(Excerpts of pointing data)
==========
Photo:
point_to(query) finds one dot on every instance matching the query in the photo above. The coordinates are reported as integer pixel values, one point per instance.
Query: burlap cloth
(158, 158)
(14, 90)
==========
WHAT THE EXERCISE ASKS »
Print every row above verbatim, line for line, without changing anything.

RESULT OF THE EXERCISE »
Photo:
point_to(query) finds one dot on every instance matching the query in the photo above. The coordinates are reported as integer pixel values, one point per instance.
Query: burlap cloth
(158, 158)
(14, 90)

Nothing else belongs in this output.